(Referring expression data)
━━━━━━━━━━━━━━━━

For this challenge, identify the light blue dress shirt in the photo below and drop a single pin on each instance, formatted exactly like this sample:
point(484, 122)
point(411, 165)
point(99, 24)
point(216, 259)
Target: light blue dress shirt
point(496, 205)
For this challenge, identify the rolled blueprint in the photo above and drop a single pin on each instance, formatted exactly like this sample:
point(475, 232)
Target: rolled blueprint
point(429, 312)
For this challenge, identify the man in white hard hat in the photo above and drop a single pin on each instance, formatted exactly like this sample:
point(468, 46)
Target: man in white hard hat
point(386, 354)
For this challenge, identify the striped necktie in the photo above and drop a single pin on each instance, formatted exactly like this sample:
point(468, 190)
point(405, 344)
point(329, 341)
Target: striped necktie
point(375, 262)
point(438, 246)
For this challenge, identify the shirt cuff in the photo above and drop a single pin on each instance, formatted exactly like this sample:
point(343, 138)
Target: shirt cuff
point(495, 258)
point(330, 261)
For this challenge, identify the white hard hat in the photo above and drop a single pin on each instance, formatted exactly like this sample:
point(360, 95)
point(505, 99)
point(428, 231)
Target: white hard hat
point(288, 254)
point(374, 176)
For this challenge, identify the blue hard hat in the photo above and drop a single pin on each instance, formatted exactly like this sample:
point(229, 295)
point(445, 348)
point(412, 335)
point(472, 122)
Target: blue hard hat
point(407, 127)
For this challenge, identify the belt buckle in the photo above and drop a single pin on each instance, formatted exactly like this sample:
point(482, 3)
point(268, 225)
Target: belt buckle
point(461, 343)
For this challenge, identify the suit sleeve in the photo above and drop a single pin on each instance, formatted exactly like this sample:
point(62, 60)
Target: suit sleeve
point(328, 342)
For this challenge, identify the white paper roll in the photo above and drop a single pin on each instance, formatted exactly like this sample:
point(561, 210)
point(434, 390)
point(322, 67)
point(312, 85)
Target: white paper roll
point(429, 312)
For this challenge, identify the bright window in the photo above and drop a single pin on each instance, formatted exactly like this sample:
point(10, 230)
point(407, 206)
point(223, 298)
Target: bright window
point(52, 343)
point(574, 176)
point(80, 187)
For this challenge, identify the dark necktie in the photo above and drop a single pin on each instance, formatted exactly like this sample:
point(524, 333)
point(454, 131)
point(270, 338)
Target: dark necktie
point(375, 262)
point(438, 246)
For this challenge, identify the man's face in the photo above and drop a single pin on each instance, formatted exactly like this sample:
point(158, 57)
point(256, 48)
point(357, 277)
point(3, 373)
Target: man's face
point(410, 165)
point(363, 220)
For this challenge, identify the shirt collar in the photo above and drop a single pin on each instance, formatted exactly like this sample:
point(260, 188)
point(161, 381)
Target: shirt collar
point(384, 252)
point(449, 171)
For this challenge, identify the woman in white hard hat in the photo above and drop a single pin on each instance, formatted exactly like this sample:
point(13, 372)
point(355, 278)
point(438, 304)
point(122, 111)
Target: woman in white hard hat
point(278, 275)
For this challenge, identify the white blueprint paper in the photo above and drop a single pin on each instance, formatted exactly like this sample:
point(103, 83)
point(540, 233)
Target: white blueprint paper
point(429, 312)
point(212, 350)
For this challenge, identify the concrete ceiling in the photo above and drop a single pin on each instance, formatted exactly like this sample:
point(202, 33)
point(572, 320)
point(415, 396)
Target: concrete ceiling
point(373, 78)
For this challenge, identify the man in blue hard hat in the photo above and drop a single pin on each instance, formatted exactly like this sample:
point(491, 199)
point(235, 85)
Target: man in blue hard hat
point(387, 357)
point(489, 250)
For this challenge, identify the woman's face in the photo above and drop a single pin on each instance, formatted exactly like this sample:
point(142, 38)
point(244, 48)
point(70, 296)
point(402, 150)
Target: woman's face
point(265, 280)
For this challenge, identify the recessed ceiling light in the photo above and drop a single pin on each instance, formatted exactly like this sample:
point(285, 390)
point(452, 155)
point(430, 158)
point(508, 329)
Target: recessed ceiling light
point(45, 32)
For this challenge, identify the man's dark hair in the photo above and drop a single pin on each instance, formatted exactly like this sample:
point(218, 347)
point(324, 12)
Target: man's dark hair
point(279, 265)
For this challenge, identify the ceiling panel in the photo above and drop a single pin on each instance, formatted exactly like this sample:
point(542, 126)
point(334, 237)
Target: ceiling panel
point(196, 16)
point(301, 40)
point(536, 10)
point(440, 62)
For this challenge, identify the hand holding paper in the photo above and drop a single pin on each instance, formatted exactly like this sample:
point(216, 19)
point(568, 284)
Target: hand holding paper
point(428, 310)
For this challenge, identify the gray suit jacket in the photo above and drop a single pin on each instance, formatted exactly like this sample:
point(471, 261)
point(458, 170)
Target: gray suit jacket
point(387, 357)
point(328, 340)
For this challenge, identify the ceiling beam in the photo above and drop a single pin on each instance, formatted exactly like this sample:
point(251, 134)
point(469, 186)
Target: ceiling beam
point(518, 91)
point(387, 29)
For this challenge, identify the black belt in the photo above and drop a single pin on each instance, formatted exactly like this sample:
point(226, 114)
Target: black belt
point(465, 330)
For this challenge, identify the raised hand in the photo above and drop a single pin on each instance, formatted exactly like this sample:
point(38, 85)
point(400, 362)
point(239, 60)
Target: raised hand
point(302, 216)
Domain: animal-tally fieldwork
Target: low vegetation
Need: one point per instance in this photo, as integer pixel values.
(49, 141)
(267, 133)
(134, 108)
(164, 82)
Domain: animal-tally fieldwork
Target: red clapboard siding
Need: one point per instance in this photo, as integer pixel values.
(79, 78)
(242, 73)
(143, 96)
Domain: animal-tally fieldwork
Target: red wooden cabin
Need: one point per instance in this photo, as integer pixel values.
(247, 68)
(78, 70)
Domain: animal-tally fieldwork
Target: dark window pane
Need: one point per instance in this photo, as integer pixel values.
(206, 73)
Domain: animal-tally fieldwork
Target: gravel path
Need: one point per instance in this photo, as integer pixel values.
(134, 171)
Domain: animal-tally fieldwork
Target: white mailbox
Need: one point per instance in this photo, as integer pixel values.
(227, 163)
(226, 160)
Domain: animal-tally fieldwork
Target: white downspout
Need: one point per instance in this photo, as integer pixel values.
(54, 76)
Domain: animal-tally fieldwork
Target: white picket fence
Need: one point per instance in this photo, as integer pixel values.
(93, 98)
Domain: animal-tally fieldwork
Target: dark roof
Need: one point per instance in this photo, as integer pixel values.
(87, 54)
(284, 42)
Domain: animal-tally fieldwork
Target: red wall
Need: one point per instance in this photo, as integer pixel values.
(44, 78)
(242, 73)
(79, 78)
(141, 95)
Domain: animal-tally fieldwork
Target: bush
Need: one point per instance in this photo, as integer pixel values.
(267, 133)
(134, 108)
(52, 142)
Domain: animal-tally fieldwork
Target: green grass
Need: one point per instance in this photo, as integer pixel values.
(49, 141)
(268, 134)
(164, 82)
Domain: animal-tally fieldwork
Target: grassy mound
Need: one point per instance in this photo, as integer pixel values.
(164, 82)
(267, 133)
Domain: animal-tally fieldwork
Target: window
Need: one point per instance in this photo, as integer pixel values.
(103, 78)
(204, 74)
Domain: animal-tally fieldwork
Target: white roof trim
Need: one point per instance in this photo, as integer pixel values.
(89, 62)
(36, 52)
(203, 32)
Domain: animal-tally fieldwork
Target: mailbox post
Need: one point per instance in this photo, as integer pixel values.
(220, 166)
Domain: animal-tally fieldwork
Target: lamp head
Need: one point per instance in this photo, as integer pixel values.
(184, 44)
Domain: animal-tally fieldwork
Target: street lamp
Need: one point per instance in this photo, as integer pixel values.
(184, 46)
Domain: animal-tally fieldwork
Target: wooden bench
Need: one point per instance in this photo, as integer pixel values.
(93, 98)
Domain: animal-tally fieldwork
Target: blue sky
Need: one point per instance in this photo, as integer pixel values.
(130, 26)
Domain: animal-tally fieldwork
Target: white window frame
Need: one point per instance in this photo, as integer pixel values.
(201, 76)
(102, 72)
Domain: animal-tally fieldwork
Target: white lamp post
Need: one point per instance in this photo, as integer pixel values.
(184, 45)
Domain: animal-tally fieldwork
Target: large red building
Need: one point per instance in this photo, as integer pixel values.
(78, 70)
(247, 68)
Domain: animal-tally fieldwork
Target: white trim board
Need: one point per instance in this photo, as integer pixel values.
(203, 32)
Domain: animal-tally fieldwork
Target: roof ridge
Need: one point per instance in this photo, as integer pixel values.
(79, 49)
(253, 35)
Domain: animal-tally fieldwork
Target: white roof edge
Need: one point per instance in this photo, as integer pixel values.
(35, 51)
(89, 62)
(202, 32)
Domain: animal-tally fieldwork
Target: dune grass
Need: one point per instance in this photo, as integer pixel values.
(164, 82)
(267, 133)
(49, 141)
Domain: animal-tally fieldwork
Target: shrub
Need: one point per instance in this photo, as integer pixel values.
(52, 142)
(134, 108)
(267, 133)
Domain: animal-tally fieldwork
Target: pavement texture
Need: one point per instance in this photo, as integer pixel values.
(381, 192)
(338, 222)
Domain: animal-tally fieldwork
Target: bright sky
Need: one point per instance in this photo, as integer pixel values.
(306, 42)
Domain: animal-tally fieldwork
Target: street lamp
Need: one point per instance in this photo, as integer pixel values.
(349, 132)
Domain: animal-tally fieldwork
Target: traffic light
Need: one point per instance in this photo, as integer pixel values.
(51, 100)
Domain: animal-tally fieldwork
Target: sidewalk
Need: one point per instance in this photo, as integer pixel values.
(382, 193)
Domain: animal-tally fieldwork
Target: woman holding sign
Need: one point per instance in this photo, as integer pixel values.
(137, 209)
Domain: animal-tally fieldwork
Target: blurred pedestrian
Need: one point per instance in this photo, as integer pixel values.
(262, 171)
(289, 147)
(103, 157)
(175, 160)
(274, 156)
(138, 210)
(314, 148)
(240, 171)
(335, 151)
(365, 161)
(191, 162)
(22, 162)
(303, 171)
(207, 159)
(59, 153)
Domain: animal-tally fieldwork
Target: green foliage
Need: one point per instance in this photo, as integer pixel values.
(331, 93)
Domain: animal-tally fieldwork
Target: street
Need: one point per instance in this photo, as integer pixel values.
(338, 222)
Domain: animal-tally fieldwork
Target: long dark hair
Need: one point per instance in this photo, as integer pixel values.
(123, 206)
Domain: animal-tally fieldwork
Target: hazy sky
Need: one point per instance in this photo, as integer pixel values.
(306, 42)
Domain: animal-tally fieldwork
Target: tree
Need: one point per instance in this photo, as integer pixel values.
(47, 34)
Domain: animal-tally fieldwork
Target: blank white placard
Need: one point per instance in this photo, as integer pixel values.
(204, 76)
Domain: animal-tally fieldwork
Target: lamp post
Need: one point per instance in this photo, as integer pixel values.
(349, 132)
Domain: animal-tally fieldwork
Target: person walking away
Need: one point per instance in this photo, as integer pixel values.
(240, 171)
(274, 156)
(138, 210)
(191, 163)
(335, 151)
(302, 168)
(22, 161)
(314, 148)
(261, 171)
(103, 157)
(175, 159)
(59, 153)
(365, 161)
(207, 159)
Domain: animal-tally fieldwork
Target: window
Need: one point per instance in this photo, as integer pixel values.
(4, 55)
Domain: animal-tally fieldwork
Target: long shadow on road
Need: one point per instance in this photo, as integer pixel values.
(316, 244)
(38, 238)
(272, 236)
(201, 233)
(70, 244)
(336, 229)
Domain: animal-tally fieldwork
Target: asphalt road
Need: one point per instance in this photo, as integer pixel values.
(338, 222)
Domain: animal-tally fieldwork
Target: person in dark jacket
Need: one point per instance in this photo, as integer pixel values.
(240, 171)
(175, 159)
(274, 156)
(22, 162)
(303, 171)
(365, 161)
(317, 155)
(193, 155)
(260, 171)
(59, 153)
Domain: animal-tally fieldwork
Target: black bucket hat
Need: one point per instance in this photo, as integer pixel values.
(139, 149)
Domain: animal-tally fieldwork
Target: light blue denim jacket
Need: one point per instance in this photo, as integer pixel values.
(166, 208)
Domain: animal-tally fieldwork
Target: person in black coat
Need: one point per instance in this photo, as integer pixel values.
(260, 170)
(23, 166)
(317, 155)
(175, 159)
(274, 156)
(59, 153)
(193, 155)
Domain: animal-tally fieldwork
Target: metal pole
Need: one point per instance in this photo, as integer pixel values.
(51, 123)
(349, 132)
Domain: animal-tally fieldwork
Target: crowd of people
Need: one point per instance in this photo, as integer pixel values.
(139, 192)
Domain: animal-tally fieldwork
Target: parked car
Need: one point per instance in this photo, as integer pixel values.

━━━━━━━━━━━━━━━━

The task — Please go through the data above and copy every line that has the word "road".

Result —
Target: long shadow on road
Target: asphalt road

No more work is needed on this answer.